# THE TASK:
Write out the entries exactly. None of the pictures should appear in the copy.

[Referring expression pointing data]
::::::

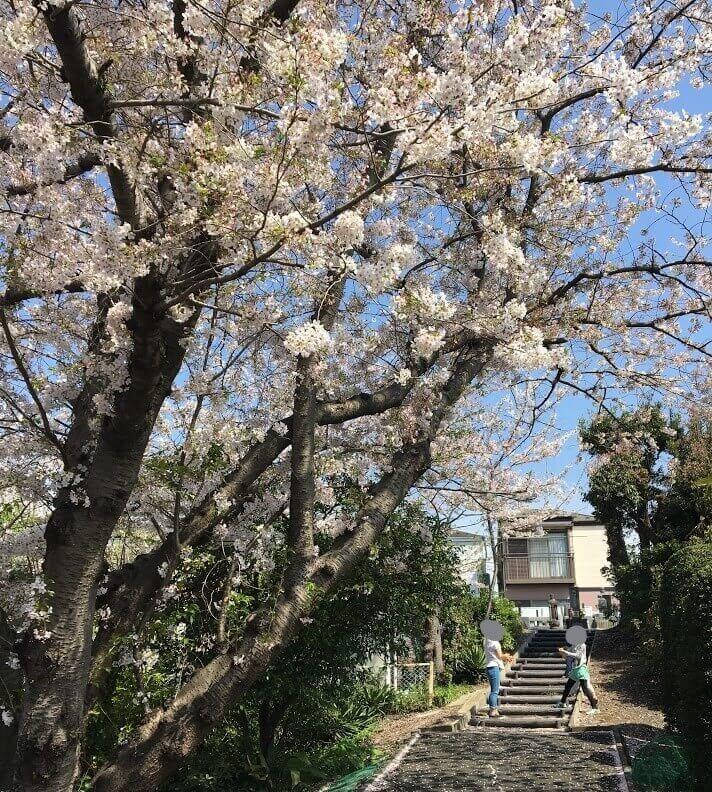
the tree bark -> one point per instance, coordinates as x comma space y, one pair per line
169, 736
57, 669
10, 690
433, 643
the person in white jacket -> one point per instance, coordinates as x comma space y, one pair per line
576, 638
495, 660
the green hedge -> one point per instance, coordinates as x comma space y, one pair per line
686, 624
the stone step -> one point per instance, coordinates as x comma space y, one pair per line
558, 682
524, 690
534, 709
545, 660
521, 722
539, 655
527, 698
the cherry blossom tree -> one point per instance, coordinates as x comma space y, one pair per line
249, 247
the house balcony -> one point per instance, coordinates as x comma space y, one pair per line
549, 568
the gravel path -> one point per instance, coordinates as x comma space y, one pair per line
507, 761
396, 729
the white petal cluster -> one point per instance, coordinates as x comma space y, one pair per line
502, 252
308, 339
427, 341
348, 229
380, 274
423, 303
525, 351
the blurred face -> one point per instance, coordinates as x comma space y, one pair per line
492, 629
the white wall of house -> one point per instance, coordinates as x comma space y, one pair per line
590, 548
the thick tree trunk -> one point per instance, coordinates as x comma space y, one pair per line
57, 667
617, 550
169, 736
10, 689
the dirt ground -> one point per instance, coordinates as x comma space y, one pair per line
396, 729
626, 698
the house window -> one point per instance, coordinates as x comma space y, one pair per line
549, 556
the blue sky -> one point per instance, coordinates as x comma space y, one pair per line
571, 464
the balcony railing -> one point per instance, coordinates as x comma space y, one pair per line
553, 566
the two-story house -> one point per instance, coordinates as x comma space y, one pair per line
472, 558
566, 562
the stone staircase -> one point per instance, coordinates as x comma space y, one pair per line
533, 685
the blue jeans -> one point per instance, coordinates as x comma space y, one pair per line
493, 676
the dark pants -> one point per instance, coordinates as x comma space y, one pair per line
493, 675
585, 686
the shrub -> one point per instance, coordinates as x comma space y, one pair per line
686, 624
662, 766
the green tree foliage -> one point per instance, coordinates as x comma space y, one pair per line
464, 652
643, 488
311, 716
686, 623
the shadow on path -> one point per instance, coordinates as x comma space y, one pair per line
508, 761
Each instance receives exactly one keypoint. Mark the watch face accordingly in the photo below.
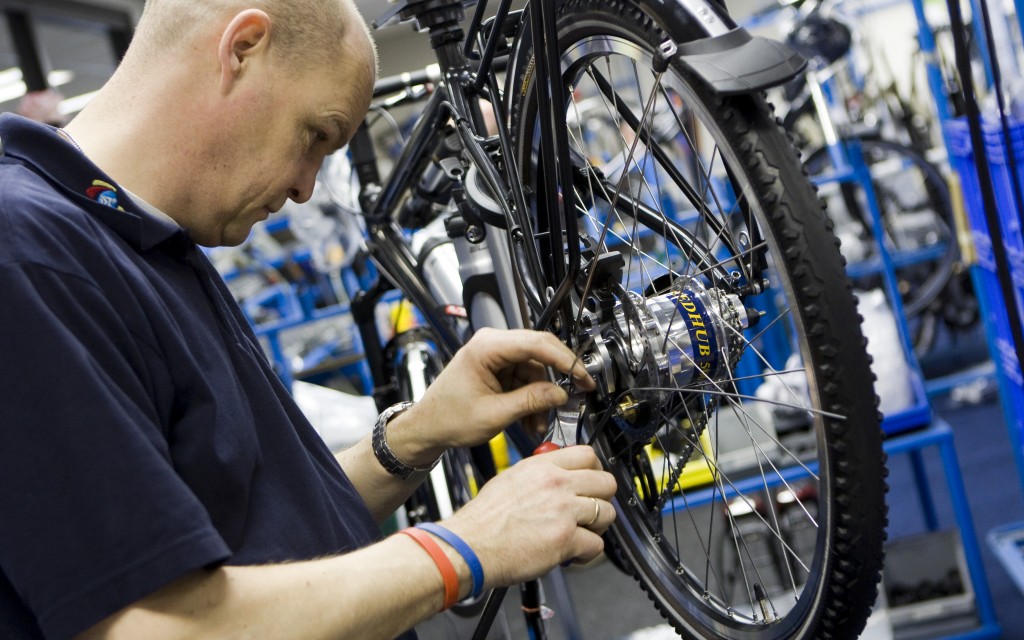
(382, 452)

::::::

# EXERCISE RESULT:
the tree bark -> one point per instance, coordinates as x comma space y, one pair per line
169, 736
57, 669
10, 690
433, 643
the person in white jacket -> one point per instance, coordinates as x comma space y, one pair per line
576, 638
495, 660
the green hedge -> one point per instance, coordinates as x comma space y, one pair per line
686, 624
the stone step -> one point per instance, coordinates as x comma space y, one pair per line
558, 682
524, 690
534, 709
545, 660
521, 722
539, 655
527, 698
the cherry blossom tree -> one point per instance, coordinates as x comma space y, one pair per line
249, 247
the house balcony -> one point per instance, coordinates as x comma space y, one pair per line
549, 568
the gravel path -> one point per instance, coordinates as x comma space y, one pair per line
507, 761
396, 729
the white petal cluster -> one point per instance, coordinates as x comma space y, one pair per line
502, 252
308, 339
427, 341
348, 229
380, 274
423, 303
525, 351
the blurred face -> one point per instance, coordinates as x comma space y, one pair per line
492, 629
the white wall of house -> one point per instance, coordinates as x comma space y, one pair per line
590, 548
the thick tree trunk -> one point per instance, coordinates as x comma space y, one pair per line
57, 667
617, 550
169, 736
10, 689
the dirt ground -> one point per instance, coordinates as x comma space y, one pair per line
396, 729
626, 698
the house window -> one point per instance, coordinates as x comma space y, one pair per line
549, 556
the blue sky -> one point per instance, coordinates as x comma space y, one pair per line
571, 464
the balcony railing -> one point per instance, coordinates as x comma space y, one pair per line
553, 566
the two-story house -> one point per instance, coordinates as x comma space y, one pair per line
472, 558
566, 562
the stone staircase -> one point per instance, coordinates as x comma space y, one pair per line
533, 685
the blue jeans -> one point per instance, coordinates as x comma space y, one pair per line
493, 676
the dark pants -> one point per instance, coordinates as x comma space y, one pair per line
493, 675
585, 686
the shrub -> one point per instance, coordinates as x comma space y, one pair per line
686, 624
662, 766
the green tree foliage -> one point per instance, coordinates as x comma space y, one pair per line
464, 652
643, 488
311, 716
686, 623
the shadow on path -> one point per instance, coordinates as x comma space y, one pair per line
508, 761
Each instance receives exactly one keypoint. Mark the watch face accordingly in the photo below.
(382, 452)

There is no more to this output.